## TESTO ESTRATTO
Polonia – Unione Sovietica (Barcellona, Camp Nou, 4 luglio 1982) è la partita decisiva per designare una delle quattro semifinaliste del Mondiale. Non solo, è una sfida che allarga i propri orizzonti oltre il campo di calcio. La Polonia socialista vive un periodo a dir poco turbolento: proteste operaie si sono succedute, a ondate, durante tutto il decennio precedente; la critica verso il regime è ben radicata nella società, resa evidente anche da un afflusso di massa al cospetto di Karol Wojtyla, il papa polacco, in visita in patria nel ’79. Nel 1980 scoppia una nuova protesta operaia con epicentro a Danzica, presso i cantieri navali Lenin. Alle porte dei cantieri viene esposta un’immagine della Madonna – gli operai di Torino, in sciopero negli stessi mesi alla FIAT-Mirafiori, quale simbolica risposta alzeranno ai cancelli una grande effige di Karl Marx. Poi la mobilitazione si allarga a tutto il paese. Viene fondato un sindacato, Solidarnosc (Solidarietà), la prima stabile organizzazione operaia libera del blocco orientale, che in breve tempo raggiunge quasi dieci milioni di iscritti. Dalle questioni lavorative si passa immediatamente a rivendicare diritti di libertà e democrazia, e il governo deve cedere, almeno per prendere tempo.

## ELENCO DEI RECORD
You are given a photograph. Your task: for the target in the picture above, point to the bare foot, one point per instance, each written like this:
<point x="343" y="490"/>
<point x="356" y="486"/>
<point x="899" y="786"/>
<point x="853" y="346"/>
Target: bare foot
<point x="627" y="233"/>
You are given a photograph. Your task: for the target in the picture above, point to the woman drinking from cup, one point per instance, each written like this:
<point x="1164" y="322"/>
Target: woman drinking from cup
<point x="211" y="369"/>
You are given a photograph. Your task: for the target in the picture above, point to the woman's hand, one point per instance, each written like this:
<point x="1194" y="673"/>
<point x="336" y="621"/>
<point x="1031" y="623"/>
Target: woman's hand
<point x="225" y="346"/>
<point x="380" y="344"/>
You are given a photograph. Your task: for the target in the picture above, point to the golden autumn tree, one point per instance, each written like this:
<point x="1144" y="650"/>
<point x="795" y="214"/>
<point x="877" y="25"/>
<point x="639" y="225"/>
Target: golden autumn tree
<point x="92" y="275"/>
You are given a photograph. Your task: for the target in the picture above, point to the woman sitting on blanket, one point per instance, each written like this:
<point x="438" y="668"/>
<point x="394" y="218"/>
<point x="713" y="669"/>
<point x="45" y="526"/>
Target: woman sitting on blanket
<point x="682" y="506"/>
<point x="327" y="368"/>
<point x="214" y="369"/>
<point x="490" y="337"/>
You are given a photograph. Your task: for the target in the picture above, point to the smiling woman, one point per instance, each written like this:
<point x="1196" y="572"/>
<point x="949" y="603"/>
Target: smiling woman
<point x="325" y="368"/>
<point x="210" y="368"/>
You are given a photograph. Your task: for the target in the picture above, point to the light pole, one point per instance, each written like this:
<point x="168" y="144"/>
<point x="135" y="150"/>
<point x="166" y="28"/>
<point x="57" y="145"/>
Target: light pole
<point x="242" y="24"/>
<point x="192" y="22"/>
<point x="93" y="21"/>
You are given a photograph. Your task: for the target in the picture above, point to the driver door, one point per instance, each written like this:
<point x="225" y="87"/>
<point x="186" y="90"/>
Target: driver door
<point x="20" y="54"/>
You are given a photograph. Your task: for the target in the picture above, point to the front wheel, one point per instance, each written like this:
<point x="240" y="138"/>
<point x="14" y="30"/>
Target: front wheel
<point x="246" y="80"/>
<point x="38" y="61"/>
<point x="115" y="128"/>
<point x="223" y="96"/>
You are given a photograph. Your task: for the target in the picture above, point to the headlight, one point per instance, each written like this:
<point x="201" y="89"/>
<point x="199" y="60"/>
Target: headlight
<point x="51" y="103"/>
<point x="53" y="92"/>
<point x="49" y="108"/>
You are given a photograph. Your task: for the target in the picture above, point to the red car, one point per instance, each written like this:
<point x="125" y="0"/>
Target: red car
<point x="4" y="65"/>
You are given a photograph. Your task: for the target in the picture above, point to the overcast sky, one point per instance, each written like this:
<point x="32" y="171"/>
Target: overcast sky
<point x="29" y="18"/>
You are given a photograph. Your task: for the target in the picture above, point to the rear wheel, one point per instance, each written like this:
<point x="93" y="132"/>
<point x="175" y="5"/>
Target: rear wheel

## BREVE ESERCIZIO
Estrai l'intero testo sulla partita Polonia – Unione Sovietica e riportalo parola per parola, senza alcuna modifica.

## SOLUZIONE
Polonia – Unione Sovietica (Barcellona, Camp Nou, 4 luglio 1982) è la partita decisiva per designare una delle quattro semifinaliste del Mondiale. Non solo, è una sfida che allarga i propri orizzonti oltre il campo di calcio. La Polonia socialista vive un periodo a dir poco turbolento: proteste operaie si sono succedute, a ondate, durante tutto il decennio precedente; la critica verso il regime è ben radicata nella società, resa evidente anche da un afflusso di massa al cospetto di Karol Wojtyla, il papa polacco, in visita in patria nel ’79. Nel 1980 scoppia una nuova protesta operaia con epicentro a Danzica, presso i cantieri navali Lenin. Alle porte dei cantieri viene esposta un’immagine della Madonna – gli operai di Torino, in sciopero negli stessi mesi alla FIAT-Mirafiori, quale simbolica risposta alzeranno ai cancelli una grande effige di Karl Marx. Poi la mobilitazione si allarga a tutto il paese. Viene fondato un sindacato, Solidarnosc (Solidarietà), la prima stabile organizzazione operaia libera del blocco orientale, che in breve tempo raggiunge quasi dieci milioni di iscritti. Dalle questioni lavorative si passa immediatamente a rivendicare diritti di libertà e democrazia, e il governo deve cedere, almeno per prendere tempo.